= What the exercise asks =
Word for word, return the entries listed below.

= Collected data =
=== Begin Enclosure ===

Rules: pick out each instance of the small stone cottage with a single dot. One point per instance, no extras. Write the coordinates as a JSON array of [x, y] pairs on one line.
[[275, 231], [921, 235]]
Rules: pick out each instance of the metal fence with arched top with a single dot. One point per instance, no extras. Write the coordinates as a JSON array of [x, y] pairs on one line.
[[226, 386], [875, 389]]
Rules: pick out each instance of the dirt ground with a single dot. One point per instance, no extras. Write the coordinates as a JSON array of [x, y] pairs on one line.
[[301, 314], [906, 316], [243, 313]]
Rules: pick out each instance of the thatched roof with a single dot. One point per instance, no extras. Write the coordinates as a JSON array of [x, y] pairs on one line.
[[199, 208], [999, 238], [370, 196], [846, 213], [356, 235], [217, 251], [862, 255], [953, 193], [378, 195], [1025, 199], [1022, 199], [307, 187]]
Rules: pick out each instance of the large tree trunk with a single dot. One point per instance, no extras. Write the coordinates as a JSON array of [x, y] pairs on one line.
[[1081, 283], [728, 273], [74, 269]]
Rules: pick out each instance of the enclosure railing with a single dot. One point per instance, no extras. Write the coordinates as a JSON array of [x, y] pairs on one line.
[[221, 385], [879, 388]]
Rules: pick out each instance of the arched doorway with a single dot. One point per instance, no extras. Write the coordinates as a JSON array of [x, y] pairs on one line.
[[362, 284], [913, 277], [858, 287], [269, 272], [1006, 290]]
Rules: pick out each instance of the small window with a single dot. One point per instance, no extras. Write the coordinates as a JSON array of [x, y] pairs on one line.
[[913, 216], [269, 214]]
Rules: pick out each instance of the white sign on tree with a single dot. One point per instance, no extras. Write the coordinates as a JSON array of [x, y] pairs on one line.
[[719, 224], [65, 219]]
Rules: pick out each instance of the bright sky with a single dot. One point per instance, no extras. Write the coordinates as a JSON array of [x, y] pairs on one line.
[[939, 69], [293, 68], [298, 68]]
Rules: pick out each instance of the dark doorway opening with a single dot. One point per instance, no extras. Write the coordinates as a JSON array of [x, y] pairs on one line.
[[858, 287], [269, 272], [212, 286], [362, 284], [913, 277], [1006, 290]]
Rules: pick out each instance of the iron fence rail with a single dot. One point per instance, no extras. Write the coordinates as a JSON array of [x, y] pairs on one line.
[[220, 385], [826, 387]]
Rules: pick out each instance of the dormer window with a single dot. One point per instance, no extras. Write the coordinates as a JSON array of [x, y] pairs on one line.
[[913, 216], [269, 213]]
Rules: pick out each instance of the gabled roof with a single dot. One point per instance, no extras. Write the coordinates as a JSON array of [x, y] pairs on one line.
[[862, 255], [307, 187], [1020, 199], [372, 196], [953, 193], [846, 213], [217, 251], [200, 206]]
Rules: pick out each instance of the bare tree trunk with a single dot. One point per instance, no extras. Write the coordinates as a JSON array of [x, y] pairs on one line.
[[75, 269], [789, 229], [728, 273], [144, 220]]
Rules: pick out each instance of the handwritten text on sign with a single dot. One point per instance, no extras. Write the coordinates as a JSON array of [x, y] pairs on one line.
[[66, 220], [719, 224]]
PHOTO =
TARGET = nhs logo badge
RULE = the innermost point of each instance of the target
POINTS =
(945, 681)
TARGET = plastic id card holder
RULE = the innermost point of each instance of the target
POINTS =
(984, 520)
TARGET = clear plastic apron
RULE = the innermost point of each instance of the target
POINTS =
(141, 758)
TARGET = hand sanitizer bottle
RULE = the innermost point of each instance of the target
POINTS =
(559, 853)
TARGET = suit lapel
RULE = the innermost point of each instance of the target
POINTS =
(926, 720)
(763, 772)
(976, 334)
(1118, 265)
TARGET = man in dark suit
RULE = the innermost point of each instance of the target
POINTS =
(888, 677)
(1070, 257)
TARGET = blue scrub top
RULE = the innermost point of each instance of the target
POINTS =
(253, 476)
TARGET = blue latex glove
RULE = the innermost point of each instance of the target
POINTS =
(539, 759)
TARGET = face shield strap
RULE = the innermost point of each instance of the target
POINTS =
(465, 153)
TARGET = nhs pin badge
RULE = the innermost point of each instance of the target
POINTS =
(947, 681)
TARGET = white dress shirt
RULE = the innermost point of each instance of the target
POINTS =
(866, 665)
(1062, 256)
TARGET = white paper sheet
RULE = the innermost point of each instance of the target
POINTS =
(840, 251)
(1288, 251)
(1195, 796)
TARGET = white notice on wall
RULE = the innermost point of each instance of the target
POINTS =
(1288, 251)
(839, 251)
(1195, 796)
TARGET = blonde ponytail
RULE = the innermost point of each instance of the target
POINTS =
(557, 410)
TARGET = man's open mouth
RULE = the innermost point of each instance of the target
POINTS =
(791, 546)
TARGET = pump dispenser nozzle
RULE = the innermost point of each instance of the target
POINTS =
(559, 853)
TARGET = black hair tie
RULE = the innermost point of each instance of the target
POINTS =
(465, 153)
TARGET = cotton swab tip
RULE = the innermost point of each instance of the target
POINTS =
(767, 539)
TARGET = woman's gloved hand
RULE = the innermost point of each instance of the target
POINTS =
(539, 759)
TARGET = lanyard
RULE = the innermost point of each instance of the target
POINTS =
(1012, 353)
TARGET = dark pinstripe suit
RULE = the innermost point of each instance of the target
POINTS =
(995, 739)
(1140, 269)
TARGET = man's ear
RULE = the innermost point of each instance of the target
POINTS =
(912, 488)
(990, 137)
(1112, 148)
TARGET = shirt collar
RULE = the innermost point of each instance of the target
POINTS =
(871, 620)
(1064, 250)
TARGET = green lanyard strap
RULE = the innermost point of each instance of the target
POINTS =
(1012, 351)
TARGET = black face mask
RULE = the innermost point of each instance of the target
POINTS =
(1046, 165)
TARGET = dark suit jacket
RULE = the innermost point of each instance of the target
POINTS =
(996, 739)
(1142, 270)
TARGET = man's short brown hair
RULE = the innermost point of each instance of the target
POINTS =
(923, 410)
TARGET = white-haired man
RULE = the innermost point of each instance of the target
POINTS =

=== End Enclosure ===

= Exercise output =
Rules: pick out each instance of the small stone cottage with a single dot. One point per instance, no extras. Write the coordinates as a JSON array of [x, y] pairs on one line.
[[275, 231], [921, 235]]
Rules: pick out each instance of the metal fence with arched top with a single dot. One point per instance, no extras. Write the coordinates as a JSON array of [x, y] pairs on one line.
[[226, 386], [875, 389]]
Rules: pick out each instance of the dirt ground with a single dot. One point per instance, no extras. Write the coordinates as a JSON array of [x, y] pairs on one line.
[[301, 314], [906, 316], [243, 313]]
Rules: pick out each instance of the thatched roof with a single dot. One point per instance, no extras. Write the coordinates as a JSON array of [x, y] pairs on one line.
[[199, 208], [999, 238], [370, 196], [846, 213], [356, 235], [217, 251], [862, 255], [953, 193], [378, 195], [1025, 199], [1022, 199], [307, 187]]
Rules: pick out each instance of the large tree trunk with a single dot. One point per instance, no extras. Write the coordinates as a JSON array of [x, y] pairs on one line.
[[1081, 283], [728, 273], [74, 269]]
Rules: pick out each instance of the enclosure railing with a single dot. One point per instance, no extras. Write the coordinates as a JSON array of [x, y] pairs on one line.
[[221, 385], [879, 388]]
Rules: pick out each instance of the arched doorway with a single dot. One point per instance, no extras. Write the coordinates as a JSON array of [x, y] pairs on one line.
[[362, 284], [913, 277], [858, 287], [269, 272], [1006, 290]]
Rules: pick out each instance of the small window with a single dot. One point per instance, no extras. Write the coordinates as a JSON array of [x, y] pairs on one line.
[[913, 216], [269, 214]]
Rules: pick out each instance of the white sign on tree with a single dot. One point per instance, no extras. Write the coordinates as a JSON array of [x, y] pairs on one line.
[[719, 224], [65, 219]]
Rules: pick out each instance of the bright sky with a single dot. One point per instance, no extras. Write the coordinates as a JSON array of [x, y] pairs on one line.
[[939, 69], [293, 68], [298, 68]]
Rules: pick out each instance of the dark doorway opening with a single dot. One point per instance, no extras. Write the coordinates as a JSON array of [x, y] pairs on one line.
[[858, 287], [269, 272], [212, 286], [362, 284], [913, 277], [1006, 290]]
Rules: pick out each instance of the iron fence rail with a single dot. One point per instance, no extras. Write the coordinates as a JSON array of [x, y] pairs on one line.
[[220, 385], [826, 387]]
Rules: pick out each instance of the dormer window with a single dot. One point per instance, no extras. Write the coordinates as a JSON array of [x, y] pairs on one line.
[[913, 216], [269, 213]]
Rules: pick out each instance of the gabled roof with a single dot. One point per instance, no extras. Write the coordinates as a JSON array of [x, y] pairs on one line.
[[862, 255], [307, 187], [1020, 199], [372, 196], [953, 193], [846, 213], [217, 251], [200, 206]]
Rules: pick out each instance of the bare tree trunk with a single dot. One point per instance, no extras. Write the coordinates as a JSON array of [x, y] pairs on one line.
[[75, 269], [789, 229], [728, 273], [144, 220]]
Rules: pick out each instance of the handwritten text on sign with a single dot. One point per instance, no extras. Write the coordinates as a JSON array of [x, y] pairs on one line.
[[66, 220], [719, 224]]
PHOTO =
TARGET = nhs logo badge
RULE = the innermost point of each instance of the target
POINTS =
(945, 681)
TARGET = plastic id card holder
RULE = the innermost point of each instance of the target
POINTS =
(984, 520)
TARGET = clear plastic apron
RULE = the innermost point of each instance of the target
POINTS =
(141, 758)
TARGET = hand sanitizer bottle
RULE = the innermost point of each instance of the target
POINTS =
(559, 853)
TARGET = suit lapel
RULE = the innermost point of each instance of the target
POINTS =
(926, 720)
(763, 772)
(976, 334)
(1118, 265)
TARGET = man in dark suit
RULE = the innermost point of each instance of the target
POINTS =
(888, 677)
(1070, 257)
TARGET = blue scrub top
RULE = the innermost point of each instance of the target
POINTS =
(253, 476)
TARGET = blue latex glove
RULE = the innermost point of each instance of the target
POINTS =
(539, 759)
TARGET = face shield strap
RULE = the innermost point of each instance of the target
POINTS =
(465, 153)
TARGET = nhs pin badge
RULE = the innermost point of each instance of the target
POINTS =
(947, 681)
TARGET = white dress shirt
RULE = the innermost point of each instance of the target
POINTS =
(866, 665)
(1062, 256)
TARGET = white paper sheet
RULE = the innermost point of each instance of the target
POINTS =
(840, 251)
(1288, 251)
(1195, 796)
TARGET = white notice on wall
RULE = the innermost point of each instance of the target
POINTS =
(1288, 251)
(839, 251)
(1195, 796)
TARGET = blonde ponytail
RULE = the innermost point of each instance of the target
POINTS =
(557, 410)
TARGET = man's open mouth
RULE = the innermost point of each instance of the target
POINTS =
(791, 546)
TARGET = pump dispenser nozzle
RULE = the innermost point of each instance of the target
POINTS =
(559, 853)
TARGET = black hair tie
RULE = the innermost point of each instance of the target
POINTS =
(465, 153)
TARGET = cotton swab tip
RULE = the innermost point of each instance of the target
POINTS =
(767, 539)
TARGET = woman's gloved hand
RULE = the innermost point of each instance of the target
POINTS =
(539, 759)
TARGET = lanyard
RULE = the innermost point of each instance of the target
POINTS =
(1012, 353)
TARGET = dark pinstripe suit
RULE = the innermost point of each instance of the target
POINTS =
(995, 739)
(1140, 269)
TARGET = man's ear
RULE = the innermost point of each instance of the target
POINTS =
(912, 488)
(990, 137)
(1112, 148)
TARGET = shirt collar
RULE = the innermost point of each instance of the target
POINTS =
(871, 620)
(1064, 250)
TARGET = green lanyard strap
RULE = the innermost point of each instance of the target
POINTS =
(1012, 351)
TARGET = black face mask
RULE = the innermost point of each instance of the target
POINTS =
(1046, 165)
TARGET = dark suit jacket
RULE = the innermost point of each instance of the target
POINTS =
(996, 739)
(1142, 270)
TARGET = man's short brown hair
RULE = the innermost point of each instance of the target
POINTS =
(923, 410)
TARGET = white-haired man
RULE = the innermost point of each instance of the target
POINTS =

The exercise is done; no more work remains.